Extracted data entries
────────────────────────────────────────

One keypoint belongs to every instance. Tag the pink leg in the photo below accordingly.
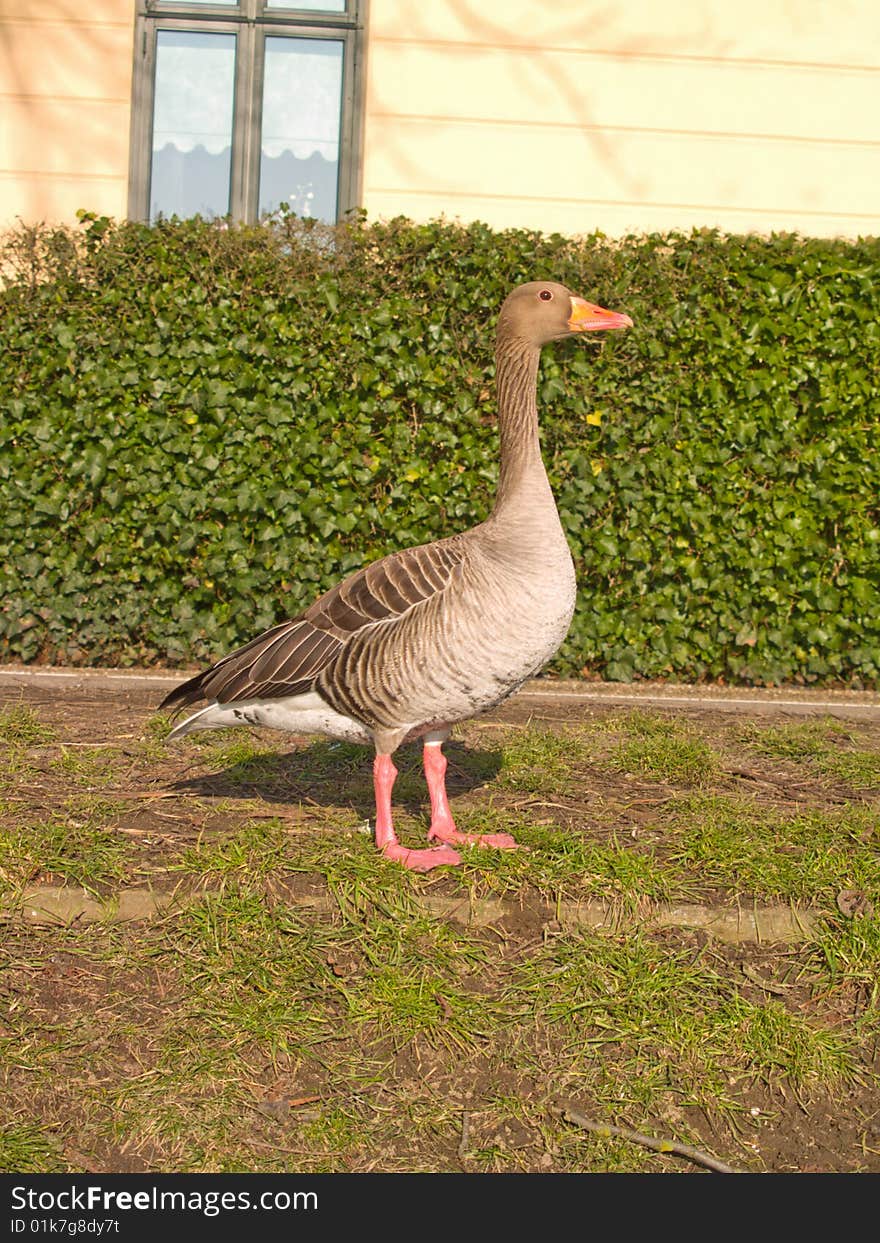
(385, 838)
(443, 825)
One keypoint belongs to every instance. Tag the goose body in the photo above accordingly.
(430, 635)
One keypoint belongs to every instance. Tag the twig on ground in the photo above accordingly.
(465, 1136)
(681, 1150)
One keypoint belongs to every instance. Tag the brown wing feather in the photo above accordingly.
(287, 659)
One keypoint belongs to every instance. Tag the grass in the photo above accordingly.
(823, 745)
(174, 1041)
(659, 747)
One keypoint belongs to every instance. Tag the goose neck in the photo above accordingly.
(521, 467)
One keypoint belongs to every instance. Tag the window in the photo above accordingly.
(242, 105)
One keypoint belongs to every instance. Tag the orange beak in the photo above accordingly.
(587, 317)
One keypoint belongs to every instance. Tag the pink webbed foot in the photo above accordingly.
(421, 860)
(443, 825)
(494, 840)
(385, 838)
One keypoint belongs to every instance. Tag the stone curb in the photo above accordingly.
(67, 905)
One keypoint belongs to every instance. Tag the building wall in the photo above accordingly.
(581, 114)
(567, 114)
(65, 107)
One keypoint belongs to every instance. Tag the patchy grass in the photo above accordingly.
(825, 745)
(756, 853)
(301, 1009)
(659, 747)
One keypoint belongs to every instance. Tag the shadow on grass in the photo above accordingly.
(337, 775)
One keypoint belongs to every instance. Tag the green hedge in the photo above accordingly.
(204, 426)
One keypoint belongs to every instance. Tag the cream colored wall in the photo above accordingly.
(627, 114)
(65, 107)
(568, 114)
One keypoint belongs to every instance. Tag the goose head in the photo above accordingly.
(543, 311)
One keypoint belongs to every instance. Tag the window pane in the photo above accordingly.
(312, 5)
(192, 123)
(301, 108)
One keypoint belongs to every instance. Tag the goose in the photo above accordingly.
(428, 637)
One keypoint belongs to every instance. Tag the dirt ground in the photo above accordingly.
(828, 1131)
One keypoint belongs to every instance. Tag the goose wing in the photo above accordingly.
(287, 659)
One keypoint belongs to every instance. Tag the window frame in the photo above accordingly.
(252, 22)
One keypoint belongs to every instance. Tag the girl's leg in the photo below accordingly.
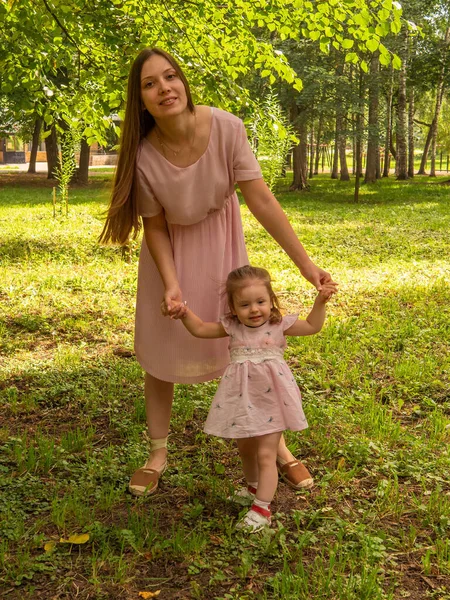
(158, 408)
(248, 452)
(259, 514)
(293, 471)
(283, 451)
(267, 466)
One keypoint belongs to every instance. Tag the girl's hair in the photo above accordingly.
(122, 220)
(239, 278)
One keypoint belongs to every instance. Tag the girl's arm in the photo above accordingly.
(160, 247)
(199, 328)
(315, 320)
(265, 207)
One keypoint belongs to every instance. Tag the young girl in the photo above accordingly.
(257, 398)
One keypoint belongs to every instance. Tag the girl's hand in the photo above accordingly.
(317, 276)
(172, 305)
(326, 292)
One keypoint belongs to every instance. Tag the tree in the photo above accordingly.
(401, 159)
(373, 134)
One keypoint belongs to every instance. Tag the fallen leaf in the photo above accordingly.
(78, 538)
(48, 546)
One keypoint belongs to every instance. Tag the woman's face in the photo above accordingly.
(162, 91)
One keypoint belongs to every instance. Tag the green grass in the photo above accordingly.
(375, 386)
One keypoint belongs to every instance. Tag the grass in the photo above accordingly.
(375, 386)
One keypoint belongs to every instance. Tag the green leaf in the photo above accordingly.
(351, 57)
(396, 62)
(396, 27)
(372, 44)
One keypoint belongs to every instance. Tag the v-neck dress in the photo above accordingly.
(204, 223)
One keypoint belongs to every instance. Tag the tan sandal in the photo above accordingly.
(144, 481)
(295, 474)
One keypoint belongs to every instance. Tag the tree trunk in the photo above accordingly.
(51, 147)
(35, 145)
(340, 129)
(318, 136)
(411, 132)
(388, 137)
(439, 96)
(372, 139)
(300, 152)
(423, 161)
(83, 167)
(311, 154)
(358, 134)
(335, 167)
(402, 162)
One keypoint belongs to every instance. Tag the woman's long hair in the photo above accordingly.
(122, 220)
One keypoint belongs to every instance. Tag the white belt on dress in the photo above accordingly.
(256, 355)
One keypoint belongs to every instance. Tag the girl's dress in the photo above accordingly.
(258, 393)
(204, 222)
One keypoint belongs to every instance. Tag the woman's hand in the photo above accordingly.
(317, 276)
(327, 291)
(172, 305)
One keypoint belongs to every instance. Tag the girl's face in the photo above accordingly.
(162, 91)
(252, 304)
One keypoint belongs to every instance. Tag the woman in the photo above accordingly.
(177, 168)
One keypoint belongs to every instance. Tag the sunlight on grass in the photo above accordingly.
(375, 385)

────────────────────────────────────────

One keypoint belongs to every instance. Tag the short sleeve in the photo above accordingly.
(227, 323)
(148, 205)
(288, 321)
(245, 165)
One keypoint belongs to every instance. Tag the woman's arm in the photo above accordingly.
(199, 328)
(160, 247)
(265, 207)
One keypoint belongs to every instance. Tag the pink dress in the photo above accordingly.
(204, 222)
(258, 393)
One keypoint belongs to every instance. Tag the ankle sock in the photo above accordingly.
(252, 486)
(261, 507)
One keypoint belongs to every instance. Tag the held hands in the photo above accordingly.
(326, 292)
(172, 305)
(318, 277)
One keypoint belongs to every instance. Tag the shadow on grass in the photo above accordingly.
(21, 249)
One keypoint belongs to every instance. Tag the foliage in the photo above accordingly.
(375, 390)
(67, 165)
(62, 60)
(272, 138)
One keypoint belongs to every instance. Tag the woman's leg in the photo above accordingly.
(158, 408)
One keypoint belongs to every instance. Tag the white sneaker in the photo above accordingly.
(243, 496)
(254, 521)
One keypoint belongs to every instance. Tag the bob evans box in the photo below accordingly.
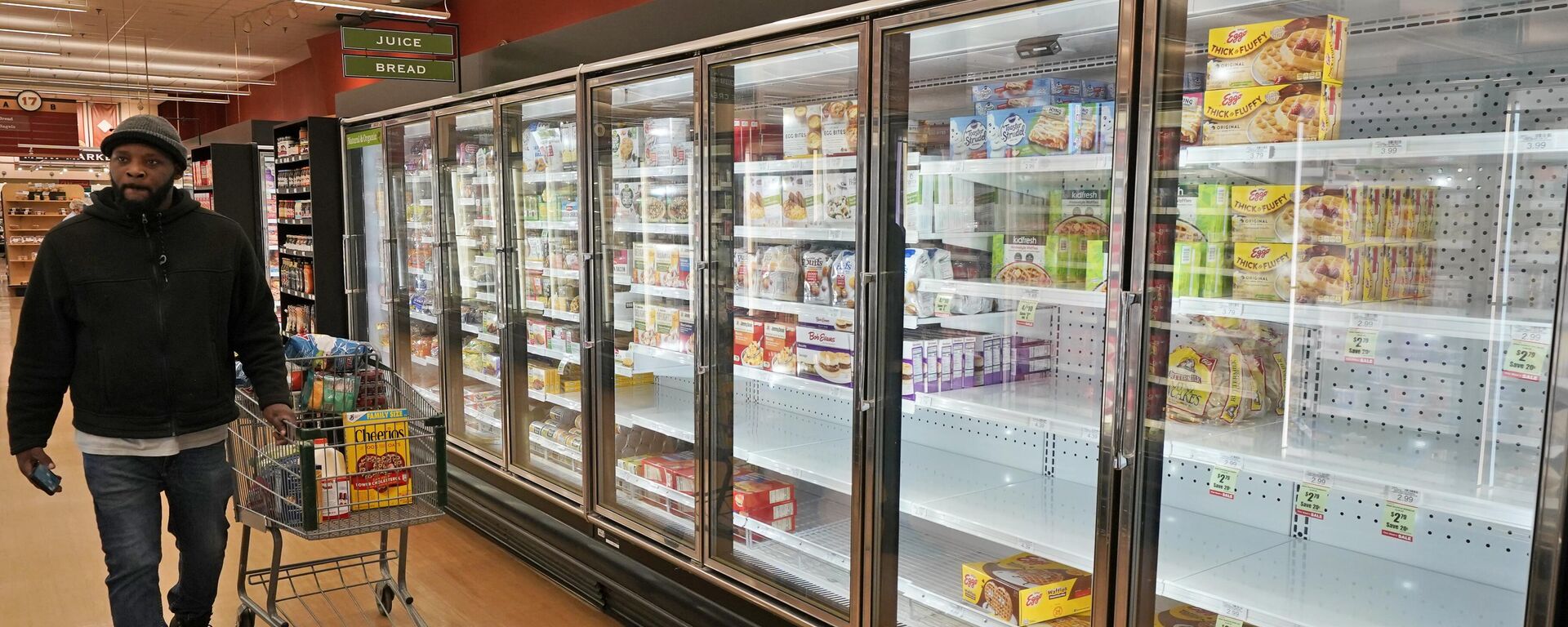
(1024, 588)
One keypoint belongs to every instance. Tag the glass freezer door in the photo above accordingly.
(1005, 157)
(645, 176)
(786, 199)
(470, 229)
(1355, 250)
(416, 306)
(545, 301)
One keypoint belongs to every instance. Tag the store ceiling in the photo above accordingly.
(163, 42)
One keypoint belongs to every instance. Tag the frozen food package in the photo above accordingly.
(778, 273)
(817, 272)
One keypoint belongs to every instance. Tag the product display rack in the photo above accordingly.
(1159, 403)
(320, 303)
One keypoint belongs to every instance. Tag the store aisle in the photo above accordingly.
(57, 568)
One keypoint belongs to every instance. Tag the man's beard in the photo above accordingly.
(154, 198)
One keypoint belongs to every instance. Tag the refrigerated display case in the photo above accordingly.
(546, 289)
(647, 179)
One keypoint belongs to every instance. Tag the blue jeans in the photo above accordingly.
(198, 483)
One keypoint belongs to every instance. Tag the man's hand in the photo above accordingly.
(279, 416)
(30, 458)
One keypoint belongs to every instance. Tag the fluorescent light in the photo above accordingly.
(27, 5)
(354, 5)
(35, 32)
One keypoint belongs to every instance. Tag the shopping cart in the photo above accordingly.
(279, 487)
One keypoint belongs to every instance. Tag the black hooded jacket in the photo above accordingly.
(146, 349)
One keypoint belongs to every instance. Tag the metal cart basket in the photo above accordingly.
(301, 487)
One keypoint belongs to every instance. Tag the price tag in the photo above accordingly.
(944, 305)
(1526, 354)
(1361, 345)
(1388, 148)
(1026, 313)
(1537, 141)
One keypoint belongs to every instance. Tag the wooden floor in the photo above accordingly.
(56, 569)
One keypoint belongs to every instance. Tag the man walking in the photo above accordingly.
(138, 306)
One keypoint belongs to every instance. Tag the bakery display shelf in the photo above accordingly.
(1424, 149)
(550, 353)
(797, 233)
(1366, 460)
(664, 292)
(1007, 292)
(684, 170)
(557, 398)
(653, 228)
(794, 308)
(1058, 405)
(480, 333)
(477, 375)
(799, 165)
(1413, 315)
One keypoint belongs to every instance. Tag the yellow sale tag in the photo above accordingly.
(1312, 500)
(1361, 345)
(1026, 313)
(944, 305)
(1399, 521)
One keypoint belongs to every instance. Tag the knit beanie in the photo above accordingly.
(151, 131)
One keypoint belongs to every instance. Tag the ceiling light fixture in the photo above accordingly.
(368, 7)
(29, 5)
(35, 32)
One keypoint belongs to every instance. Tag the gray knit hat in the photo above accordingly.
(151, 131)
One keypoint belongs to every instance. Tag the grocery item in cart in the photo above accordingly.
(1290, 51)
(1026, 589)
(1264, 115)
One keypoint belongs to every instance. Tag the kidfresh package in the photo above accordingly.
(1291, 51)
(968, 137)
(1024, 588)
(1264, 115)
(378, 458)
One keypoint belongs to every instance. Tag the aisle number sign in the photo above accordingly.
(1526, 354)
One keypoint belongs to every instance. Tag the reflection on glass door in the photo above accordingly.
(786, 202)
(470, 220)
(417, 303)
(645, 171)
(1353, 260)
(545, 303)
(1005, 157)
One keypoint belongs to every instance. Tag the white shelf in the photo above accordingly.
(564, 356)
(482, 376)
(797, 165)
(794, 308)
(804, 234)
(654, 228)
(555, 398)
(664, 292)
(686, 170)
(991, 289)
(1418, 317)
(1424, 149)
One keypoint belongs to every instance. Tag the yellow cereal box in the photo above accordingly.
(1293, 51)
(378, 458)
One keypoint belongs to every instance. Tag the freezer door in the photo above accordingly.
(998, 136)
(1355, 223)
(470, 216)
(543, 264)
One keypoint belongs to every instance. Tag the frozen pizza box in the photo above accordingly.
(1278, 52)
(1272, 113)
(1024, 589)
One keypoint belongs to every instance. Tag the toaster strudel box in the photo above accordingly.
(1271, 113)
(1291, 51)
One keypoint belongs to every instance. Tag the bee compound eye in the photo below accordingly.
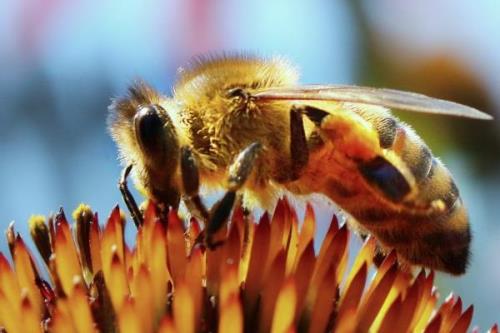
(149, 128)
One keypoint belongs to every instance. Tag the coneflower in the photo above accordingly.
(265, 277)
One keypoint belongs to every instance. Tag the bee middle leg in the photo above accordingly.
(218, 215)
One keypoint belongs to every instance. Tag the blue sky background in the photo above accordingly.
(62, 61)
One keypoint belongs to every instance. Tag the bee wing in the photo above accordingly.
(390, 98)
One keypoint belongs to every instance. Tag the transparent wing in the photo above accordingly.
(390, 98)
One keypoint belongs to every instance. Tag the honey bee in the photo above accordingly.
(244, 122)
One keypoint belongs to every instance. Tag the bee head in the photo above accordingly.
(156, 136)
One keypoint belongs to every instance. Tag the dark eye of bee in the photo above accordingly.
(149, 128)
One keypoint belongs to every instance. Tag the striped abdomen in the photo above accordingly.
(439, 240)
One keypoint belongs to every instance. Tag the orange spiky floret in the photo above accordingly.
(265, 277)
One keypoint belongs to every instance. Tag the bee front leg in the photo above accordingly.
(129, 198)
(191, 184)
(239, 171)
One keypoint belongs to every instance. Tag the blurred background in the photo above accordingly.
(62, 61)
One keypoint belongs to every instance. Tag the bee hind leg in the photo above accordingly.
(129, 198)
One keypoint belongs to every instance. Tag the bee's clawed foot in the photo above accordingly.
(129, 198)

────────────────────────────────────────

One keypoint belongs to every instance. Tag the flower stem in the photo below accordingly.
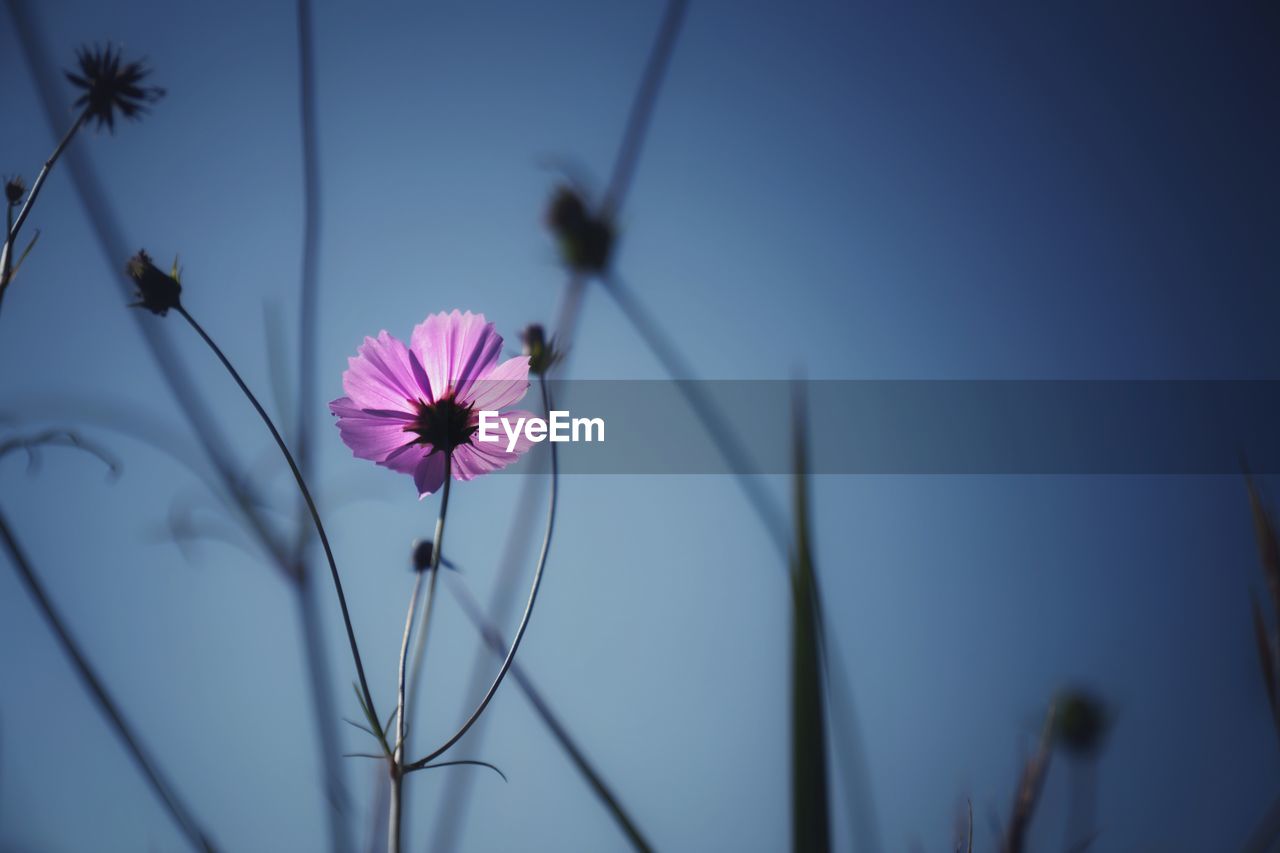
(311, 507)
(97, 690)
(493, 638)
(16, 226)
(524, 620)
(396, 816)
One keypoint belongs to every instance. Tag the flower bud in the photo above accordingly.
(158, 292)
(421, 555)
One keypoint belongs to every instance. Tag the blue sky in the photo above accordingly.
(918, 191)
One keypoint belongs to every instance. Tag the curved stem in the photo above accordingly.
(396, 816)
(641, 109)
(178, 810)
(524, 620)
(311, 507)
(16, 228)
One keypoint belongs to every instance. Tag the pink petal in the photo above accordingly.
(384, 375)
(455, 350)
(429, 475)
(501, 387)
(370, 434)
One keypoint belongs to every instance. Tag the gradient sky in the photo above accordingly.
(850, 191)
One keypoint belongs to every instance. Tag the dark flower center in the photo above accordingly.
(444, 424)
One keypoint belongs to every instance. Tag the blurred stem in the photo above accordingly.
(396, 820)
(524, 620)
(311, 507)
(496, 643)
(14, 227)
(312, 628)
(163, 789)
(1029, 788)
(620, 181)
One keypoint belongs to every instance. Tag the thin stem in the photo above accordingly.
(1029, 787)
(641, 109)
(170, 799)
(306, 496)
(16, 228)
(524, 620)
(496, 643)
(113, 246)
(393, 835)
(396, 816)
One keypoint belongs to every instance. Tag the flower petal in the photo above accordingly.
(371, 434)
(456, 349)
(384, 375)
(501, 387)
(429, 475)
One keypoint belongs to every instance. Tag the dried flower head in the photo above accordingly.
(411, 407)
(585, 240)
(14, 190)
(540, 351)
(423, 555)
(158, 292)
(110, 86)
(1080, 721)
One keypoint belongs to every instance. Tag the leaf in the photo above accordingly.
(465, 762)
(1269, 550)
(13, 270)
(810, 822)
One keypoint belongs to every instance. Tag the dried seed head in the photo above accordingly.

────────────────────────────────────────

#### TASK TO CARRY OUT:
Once you find the line with "One keypoint belongs to every instance. Tag the flower petal" above, print it and every line after it up to and including the line with "One keypoint belongs to every instance. Tag the dried seed", exactly as written and nothing else.

#### RESULT OF THIS EXERCISE:
One keypoint belongs to every instance. Tag the flower petal in the photo above accordingly.
(371, 434)
(456, 349)
(384, 375)
(501, 387)
(429, 475)
One keypoint belongs to every instance. Tag the dried flower head in the photo above accordingly.
(411, 407)
(585, 240)
(14, 190)
(540, 351)
(423, 555)
(158, 292)
(110, 86)
(1080, 721)
One keypoint belongs to every instance. Tag the leaf in the photo above accordingly.
(465, 762)
(1269, 550)
(13, 270)
(810, 822)
One keypoint belongs to every instance. Tag the dried seed head in the photo above accordingly.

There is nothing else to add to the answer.